[BEGIN]
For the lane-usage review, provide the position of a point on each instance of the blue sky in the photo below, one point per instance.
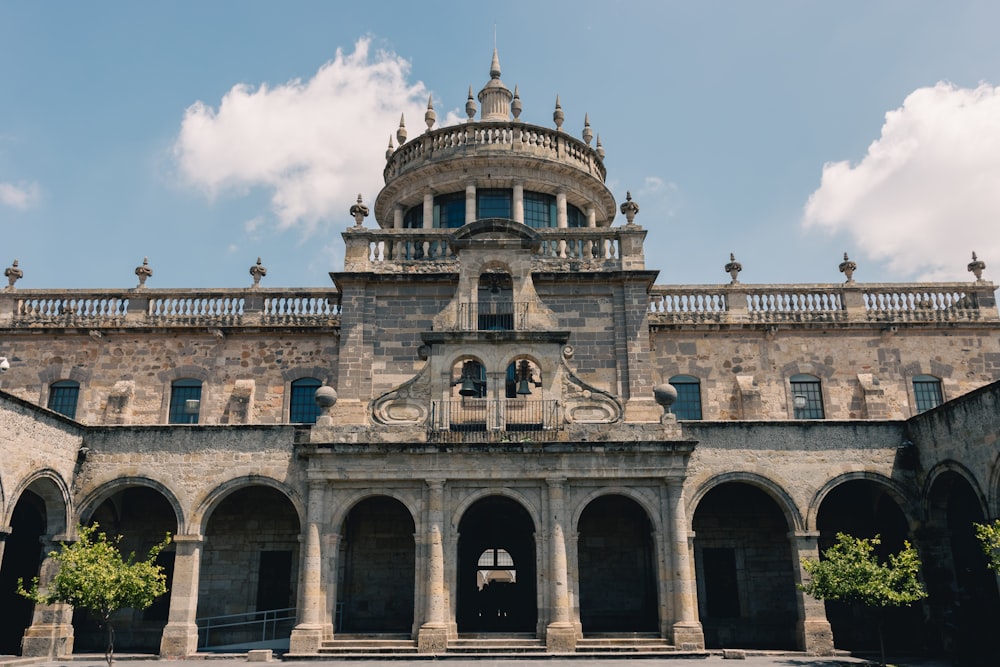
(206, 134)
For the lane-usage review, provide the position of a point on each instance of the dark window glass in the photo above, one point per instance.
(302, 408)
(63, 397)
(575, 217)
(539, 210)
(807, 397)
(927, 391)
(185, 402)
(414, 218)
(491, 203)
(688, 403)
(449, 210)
[END]
[BEGIN]
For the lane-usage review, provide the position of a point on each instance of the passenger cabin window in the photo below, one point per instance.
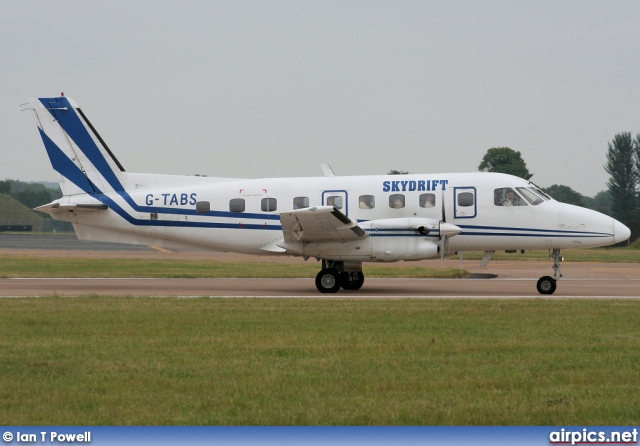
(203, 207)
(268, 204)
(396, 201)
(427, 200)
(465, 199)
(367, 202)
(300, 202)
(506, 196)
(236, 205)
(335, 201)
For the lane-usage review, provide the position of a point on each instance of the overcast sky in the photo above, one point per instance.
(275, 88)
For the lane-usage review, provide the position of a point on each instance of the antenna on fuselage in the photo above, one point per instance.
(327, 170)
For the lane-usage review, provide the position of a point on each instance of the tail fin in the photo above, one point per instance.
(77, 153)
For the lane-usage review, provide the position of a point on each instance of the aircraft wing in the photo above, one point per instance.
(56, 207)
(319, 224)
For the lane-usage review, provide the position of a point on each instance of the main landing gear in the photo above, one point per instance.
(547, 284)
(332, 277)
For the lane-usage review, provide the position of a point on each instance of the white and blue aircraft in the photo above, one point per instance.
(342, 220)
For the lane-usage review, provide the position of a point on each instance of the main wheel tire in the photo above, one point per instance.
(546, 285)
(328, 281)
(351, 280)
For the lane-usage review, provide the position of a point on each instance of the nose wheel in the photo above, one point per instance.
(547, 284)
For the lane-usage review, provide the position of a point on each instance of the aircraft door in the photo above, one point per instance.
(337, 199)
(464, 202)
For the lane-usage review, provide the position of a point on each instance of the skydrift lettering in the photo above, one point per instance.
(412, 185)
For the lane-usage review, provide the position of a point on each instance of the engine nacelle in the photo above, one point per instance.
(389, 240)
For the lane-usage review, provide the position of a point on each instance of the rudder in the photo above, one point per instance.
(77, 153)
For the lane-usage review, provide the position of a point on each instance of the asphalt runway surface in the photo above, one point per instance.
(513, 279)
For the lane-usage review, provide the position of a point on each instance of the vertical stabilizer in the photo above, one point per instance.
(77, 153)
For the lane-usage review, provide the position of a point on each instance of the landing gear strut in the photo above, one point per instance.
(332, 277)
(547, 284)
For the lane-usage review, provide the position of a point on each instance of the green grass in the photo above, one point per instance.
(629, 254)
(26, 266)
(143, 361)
[END]
> _Work to do_
Pick out every line in the material above that contains the word "window", and copy each one.

> _Finished answer_
For the lane-usage review, provide the position of a point on each instance of the dark window glass in the photo above, one point per instance.
For the lane-usage review, provide the position of a point on each instance of the passenger cabin window in the photo below, one point per instance.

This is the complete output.